*Page*:

────

AUSTIN, Texas — A United States District Judge for the Southern District of Texas, Corpus Christi Division, Nelva Gonzalez Ramos, has struck down Texas Senate Bill 14, the 2011 voter ID law, in an opinion released tonight. The Court’s finding was that “SB 14 creates an unconstitutional burden on the right to vote, has an impermissible discriminatory effect against Hispanics and African-Americans, and was imposed with an unconstitutional discriminatory purpose,” as well as “constitut[ing] an unconstitutional poll tax.”
The opinion is 147 pages long and we are still reviewing it, but on first review, part of the Court’s reasoning is that the costs associated with obtaining a photo ID are an undue burden to poor and minority voters, and the provisions made for obtaining a free “election identification certificate” are “insufficient.” (See page 68 of the opinion.)

────

*Supplied data*:
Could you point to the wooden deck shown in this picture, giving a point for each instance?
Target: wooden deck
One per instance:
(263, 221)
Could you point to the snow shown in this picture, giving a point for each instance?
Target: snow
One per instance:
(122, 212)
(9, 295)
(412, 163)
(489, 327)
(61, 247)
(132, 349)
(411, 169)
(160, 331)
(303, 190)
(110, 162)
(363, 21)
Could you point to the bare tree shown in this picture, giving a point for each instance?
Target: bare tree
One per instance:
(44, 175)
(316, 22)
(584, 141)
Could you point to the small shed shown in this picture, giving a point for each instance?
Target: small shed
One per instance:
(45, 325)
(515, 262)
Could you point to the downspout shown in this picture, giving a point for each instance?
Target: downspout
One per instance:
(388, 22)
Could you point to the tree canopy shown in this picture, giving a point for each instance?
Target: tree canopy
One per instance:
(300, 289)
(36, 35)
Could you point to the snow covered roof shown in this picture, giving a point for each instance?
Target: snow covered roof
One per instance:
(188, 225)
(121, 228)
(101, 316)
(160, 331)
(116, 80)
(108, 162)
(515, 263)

────

*Short exercise 1*: Summarize the voter ID article in two sentences.
*Short exercise 2*:
Answer these questions on the voter ID article:
(a) Which judge struck down SB 14?
(b) How many pages long is the opinion?
(c) On which page of the opinion is the reader told to look regarding the free "election identification certificate"?
*Short exercise 3*: Extend the voter ID article past its final sentence.
The lines bear no relation to the voter ID article above them.

*Result 1*: Nelva Gonzalez Ramos, a United States District Judge for the Southern District of Texas, struck down Texas Senate Bill 14, the 2011 voter ID law. She found that it unconstitutionally burdens the right to vote, discriminates against Hispanics and African-Americans in both effect and purpose, and amounts to an unconstitutional poll tax, partly because obtaining a photo ID costs poor and minority voters an undue amount and the free certificate provisions are insufficient.

*Result 2*:
(a) Nelva Gonzalez Ramos
(b) 147 pages
(c) Page 68

*Result 3*:
Attorney General Greg Abbott’s office released a statement from Lauren Bean, Deputy Communications Director, vowing to appeal:
“The State of Texas will immediately appeal and will urge the Fifth Circuit to resolve this matter quickly to avoid voter confusion in the upcoming election. The U.S. Supreme Court has already ruled that voter ID laws are constitutional so we are confident the Texas law will be upheld on appeal.”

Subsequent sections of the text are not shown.